--- TEXTE FOURNI ---

Un fait appuie la nouvelle datation selon laquelle ces événements se passent au troisième millénaire : la conjonction du développement urbain à Jéricho et à Meggido (constaté et daté par les archéologues de l’Ancien Bronze, soit de 3100 à 2200 av. J.-C.), avec l’apparition des Amorites (en provenance de la Mésopotamie, comme Abraham) en Syrie et en Palestine, datée de la même époque.

« Dieu dit : Prends ton fils, ton unique, que tu chéris, Isaac, et va-t’en au pays de Moriyya, et là tu l’offriras en holocauste sur une montagne que je t’indiquerai. (Gn 22, 2)

« Le troisième jour, Abraham, levant les yeux, vit l’endroit de loin. » (Gn 22, 4)

Où est cette montagne indiquée par Dieu ? Le texte ne le précise pas, comme si cela allait de soi... La tradition postérieure a identifié Moriyya avec la colline où s’élèvera le Temple de Jérusalem. Cependant, il s’agit ici non pas d’une montagne mais d’un pays dans lequel se trouve une montagne.

Le Père de Vaux affirmait donc : « Les hypothèses qu’on a faites sont toutes improbables et le lieu du sacrifice reste inconnu. »

C’était avant la découverte d’Anati. À trois jours de marche d’Hébron en effet, il n’y a qu’une « montagne de Dieu » connue et théâtre d’un culte rendu à Dieu (à Yahweh) depuis les temps les plus reculés ; une montagne où l’on a retrouvé les traces de ce culte remontant aux origines de l’humanité. Cette montagne s’appelle aujourd’hui Har Karkom.

L’HISTOIRE DE JOSEPH

L’histoire de Joseph, l’innocent vendu par ses frères et qui, une fois distingué par Pharaon les sauvera de la famine, est une admirable figure de la rédemption.

--- LIGNES DE L'EXERCICE ---

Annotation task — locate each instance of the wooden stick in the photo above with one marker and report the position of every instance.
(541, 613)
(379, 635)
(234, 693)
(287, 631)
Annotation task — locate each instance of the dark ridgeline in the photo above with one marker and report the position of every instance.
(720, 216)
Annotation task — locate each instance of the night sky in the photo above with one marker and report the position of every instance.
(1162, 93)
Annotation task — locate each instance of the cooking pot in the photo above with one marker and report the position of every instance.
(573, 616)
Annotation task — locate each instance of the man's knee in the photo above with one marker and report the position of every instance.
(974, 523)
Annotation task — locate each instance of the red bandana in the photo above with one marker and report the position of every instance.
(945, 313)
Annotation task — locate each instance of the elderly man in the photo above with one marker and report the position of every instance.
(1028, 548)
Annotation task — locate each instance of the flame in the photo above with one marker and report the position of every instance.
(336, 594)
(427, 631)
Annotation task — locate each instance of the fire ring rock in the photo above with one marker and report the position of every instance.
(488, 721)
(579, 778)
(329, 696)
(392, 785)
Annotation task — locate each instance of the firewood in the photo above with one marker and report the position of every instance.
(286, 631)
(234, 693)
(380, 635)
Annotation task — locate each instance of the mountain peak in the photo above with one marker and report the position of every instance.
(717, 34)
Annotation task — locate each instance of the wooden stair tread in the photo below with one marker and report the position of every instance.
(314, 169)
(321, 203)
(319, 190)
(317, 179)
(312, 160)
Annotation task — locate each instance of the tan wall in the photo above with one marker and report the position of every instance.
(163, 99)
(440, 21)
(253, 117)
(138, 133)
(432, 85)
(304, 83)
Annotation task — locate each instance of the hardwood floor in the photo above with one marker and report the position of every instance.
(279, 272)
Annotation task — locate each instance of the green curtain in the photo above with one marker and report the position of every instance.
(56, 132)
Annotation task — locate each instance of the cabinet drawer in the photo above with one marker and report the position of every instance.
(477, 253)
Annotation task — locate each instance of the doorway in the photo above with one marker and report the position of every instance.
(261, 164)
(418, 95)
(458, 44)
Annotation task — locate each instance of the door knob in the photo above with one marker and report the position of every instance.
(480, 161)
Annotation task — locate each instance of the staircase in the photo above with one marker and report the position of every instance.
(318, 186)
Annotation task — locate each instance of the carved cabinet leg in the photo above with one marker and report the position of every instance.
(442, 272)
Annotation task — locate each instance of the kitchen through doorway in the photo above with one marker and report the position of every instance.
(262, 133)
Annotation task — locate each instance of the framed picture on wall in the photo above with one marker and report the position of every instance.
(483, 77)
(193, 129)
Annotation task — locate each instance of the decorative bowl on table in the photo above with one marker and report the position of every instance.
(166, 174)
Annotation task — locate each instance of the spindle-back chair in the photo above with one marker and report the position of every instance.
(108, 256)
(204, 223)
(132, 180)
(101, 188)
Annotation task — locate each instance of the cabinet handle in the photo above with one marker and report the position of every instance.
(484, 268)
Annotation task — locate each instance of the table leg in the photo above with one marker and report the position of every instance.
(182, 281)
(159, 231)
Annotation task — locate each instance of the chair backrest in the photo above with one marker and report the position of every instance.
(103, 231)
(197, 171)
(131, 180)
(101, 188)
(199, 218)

---

• [CONSIGNES]:
1: Transformez en liste numérotée les lignes de l'exercice, de celle qui contient « Annotation task — locate each instance of the kitchen » jusqu'à la dernière ligne, ces deux bornes comprises, sans reprendre les lignes vides.
2: Poursuivez le texte sur Abraham et Joseph après sa dernière phrase.
Le texte et les lignes ne dépendent en rien l'un des autres.

• [RÉPONSES CI-DESSOUS]:
1:
1. Annotation task — locate each instance of the kitchen through doorway in the photo above with one marker and report the position of every instance.
2. (262, 133)
3. Annotation task — locate each instance of the framed picture on wall in the photo above with one marker and report the position of every instance.
4. (483, 77)
5. (193, 129)
6. Annotation task — locate each instance of the decorative bowl on table in the photo above with one marker and report the position of every instance.
7. (166, 174)
8. Annotation task — locate each instance of the spindle-back chair in the photo above with one marker and report the position of every instance.
9. (108, 256)
10. (204, 223)
11. (132, 180)
12. (101, 188)
13. Annotation task — locate each instance of the cabinet handle in the photo above with one marker and report the position of every instance.
14. (484, 268)
15. Annotation task — locate each instance of the table leg in the photo above with one marker and report the position of every instance.
16. (182, 281)
17. (159, 231)
18. Annotation task — locate each instance of the chair backrest in the photo above with one marker and report the position of every instance.
19. (103, 231)
20. (197, 171)
21. (131, 180)
22. (101, 188)
23. (199, 218)

2:
« Pharaon dit à Joseph : Vois : je t’établis sur tout le pays d’Égypte. » (Gn 41, 41)

Dans l’émission « La bible dévoilée », un égyptologue français du Caire est interrogé, mais la réponse de ce dernier est rapidement éclusée... car elle va à l’encontre de la thèse des présentateurs ! Cette réponse est pourtant des plus intéressantes : « L’histoire de Joseph devenant ministre de Pharaon est tout à fait possible. Le roi d’Égypte a dans sa mouvance des sémites qui sont naturalisés. Qui prennent un nom égyptien et qui font carrière, parfois brillante»

« Jacob partit de Bersabée, et les fils d’Israël firent monter leur père Jacob, leurs petits enfants et leurs femmes sur les chariots que Pharaon avait envoyés pour le prendre. Ils emmenèrent leurs troupeaux et tout ce qu’ils avaient acquis au pays de Canaan et ils vinrent en Égypte, Jacob et tous ses descendants avec lui. » (Gn 46, 5-6)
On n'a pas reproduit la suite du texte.